Swastik Banerjee is currently pursuing a Doctoral degree in Philosophy at the Department of Philosophy, University of Calcutta. During his Master’s degree in Philosophy at the University of Madras, Swastik Banerjee studied Vedanta under the esteemed guidance of scholars including Mahamahopadhyay Mani Dravid Shastri, Swami Paramananda Bharati, Prof. John Grimes, Prof. Godabarisha Mishra, and others. Swastik Banerjee has also received invaluable guidance and training in the Trika tradition from notable scholars and practitioners such as the late Prof. Debabrata Sen Sharma, Prof. Navjivan Rastogi, Pandit Pran Nath Kaul, Lawrence Small, Giriratna Mishra, and many more. His research focuses on Trika philosophy, popularly known as Kashmir Shaivism, exploring the non-dual nature of reality and the path to self-realization. He is a devoted practitioner of the Kaula Tantric path, having received initiations in both Sri Kula (Mantra Krama) and Kali Kula (Vidya Krama). Demonstrating his creativity, he has written scripts for dance productions, including the notable work “Cidānandavilāsa: recognition of the divinity within,” which received a production grant from the Ministry of Culture, Government of India.

(Figure 1: Still from Cidānandavilāsa, the  dance production)

 As a scholar who has studied under great teachers, and also immersed yourself in Sanatana traditions, do you think that apart from the external or outer study of our traditions, we need certain tools and quietness in the modern world for awakening and realizing our true nature? How do you personally find the space and time for your practice?

________________________

Rewrite the passage of the text on Swastik Banerjee between "As a scholar" and "for your practice?", inclusive, swapping "quietness" for "stillness".

________________________

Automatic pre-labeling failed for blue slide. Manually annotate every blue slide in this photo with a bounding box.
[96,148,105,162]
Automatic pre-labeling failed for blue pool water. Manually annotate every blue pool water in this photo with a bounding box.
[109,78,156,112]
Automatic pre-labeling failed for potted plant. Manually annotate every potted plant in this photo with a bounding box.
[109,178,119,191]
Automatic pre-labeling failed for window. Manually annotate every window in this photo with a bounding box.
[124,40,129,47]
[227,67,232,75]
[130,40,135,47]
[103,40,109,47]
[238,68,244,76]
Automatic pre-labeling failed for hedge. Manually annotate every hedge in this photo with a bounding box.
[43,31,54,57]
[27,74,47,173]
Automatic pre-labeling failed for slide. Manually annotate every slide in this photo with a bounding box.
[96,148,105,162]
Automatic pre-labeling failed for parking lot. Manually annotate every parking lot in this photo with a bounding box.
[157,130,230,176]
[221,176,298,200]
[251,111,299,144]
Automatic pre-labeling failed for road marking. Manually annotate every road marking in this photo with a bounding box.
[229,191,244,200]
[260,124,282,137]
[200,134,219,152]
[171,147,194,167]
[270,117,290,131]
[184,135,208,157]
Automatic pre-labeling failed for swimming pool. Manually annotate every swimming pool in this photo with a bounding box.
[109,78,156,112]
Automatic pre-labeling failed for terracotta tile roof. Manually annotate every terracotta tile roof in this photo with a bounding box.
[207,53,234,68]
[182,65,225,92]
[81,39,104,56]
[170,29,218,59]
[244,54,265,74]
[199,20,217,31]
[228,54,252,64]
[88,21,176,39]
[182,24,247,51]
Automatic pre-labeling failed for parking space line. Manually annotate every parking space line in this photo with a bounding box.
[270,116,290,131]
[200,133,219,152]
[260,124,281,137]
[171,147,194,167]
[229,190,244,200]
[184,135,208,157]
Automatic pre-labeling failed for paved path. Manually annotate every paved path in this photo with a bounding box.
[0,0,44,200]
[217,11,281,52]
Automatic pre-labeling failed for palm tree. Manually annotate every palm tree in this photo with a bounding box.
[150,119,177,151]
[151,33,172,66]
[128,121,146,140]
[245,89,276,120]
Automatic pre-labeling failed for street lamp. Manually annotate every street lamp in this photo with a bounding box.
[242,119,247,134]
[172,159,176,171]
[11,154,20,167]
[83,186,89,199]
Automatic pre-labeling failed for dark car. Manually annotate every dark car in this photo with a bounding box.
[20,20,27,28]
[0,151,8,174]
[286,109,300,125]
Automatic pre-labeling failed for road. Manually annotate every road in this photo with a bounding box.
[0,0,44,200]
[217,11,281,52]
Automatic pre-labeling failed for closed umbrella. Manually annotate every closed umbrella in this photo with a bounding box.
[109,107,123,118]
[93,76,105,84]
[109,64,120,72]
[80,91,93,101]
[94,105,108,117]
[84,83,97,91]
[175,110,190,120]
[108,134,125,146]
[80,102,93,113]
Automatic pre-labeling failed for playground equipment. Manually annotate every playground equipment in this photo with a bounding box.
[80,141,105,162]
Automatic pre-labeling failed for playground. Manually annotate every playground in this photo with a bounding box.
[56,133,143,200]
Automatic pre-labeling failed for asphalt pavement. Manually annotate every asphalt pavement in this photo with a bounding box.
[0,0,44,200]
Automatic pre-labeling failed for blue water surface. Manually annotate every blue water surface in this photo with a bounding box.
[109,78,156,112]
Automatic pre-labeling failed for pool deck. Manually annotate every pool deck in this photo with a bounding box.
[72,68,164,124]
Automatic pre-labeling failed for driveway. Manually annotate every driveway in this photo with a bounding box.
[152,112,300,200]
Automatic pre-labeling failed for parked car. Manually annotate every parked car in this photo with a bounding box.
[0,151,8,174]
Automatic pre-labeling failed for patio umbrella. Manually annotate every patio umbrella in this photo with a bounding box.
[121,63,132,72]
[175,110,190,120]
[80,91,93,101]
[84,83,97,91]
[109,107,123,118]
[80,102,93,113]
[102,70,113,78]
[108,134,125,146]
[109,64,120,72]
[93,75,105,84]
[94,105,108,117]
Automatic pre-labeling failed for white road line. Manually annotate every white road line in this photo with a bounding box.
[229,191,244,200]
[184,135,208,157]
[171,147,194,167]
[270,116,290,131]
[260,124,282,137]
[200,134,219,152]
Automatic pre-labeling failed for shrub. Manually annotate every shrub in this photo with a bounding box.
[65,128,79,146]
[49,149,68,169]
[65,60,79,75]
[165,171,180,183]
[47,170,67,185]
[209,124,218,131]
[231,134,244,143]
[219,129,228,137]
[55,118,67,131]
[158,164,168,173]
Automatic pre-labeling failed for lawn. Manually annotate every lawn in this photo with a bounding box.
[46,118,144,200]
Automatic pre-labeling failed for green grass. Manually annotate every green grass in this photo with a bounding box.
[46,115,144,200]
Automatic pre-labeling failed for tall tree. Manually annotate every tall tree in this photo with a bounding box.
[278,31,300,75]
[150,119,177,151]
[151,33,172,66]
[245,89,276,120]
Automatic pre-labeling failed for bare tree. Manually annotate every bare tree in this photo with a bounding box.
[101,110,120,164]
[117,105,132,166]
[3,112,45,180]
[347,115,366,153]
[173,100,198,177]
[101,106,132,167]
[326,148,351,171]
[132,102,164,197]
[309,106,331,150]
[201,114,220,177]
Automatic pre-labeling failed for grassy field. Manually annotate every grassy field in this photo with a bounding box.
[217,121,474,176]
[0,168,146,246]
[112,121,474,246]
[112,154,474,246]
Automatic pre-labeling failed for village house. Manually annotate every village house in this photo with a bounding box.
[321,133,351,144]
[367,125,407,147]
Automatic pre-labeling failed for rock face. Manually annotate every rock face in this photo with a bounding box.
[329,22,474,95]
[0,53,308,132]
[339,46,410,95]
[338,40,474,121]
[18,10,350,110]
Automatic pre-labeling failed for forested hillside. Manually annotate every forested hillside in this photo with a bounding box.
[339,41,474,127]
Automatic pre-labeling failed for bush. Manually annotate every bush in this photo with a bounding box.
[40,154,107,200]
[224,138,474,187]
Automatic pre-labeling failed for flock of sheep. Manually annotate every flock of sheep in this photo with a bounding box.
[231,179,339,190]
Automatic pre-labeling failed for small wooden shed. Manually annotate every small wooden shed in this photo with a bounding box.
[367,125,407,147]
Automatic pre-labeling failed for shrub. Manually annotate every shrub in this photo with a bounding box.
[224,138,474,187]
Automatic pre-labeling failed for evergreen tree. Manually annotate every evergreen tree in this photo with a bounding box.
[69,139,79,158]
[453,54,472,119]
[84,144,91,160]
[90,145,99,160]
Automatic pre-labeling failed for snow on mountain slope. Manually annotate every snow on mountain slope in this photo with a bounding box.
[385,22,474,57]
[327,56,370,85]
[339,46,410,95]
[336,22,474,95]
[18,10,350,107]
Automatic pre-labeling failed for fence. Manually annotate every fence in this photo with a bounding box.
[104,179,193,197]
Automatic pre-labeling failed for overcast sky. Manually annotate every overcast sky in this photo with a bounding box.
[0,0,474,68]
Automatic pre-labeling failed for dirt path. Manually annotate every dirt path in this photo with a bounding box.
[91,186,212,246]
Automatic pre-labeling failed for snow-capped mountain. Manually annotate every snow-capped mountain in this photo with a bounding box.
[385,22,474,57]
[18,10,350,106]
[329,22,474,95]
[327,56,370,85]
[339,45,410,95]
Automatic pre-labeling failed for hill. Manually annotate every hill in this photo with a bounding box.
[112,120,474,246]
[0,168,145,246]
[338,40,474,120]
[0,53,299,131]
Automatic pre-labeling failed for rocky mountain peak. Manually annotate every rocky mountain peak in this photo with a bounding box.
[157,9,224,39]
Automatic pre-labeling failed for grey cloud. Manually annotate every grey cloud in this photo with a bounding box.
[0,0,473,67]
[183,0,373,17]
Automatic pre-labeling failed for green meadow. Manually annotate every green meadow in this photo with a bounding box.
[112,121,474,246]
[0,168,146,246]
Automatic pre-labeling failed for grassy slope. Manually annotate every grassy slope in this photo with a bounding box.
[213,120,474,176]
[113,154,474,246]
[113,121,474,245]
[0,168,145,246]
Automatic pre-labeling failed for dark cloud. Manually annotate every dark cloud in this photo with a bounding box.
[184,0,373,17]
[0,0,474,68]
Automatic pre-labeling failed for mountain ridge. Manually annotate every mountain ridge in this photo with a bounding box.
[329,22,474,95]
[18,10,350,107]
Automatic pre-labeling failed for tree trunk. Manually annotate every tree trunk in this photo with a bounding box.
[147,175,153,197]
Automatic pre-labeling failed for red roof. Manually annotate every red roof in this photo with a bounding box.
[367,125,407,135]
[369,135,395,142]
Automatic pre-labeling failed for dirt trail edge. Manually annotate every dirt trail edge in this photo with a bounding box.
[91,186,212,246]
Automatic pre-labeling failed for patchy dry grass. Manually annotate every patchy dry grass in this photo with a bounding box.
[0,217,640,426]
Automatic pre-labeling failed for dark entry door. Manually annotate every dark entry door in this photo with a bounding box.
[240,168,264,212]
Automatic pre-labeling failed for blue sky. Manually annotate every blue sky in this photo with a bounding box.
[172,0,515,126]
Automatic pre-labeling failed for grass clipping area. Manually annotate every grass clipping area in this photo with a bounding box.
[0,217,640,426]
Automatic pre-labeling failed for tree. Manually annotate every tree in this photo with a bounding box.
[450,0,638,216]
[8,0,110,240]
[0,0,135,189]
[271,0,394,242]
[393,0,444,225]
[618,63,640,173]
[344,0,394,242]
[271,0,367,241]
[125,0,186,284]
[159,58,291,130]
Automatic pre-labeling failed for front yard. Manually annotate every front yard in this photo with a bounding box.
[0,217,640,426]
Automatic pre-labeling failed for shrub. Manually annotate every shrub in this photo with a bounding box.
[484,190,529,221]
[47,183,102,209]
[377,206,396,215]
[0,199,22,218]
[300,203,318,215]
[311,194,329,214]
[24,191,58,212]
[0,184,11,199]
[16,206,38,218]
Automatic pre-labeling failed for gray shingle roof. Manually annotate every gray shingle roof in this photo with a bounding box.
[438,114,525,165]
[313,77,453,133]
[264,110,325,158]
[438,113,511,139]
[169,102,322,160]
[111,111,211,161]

________________________

**Worked answer**.
As a scholar who has studied under great teachers, and also immersed yourself in Sanatana traditions, do you think that apart from the external or outer study of our traditions, we need certain tools and stillness in the modern world for awakening and realizing our true nature? How do you personally find the space and time for your practice?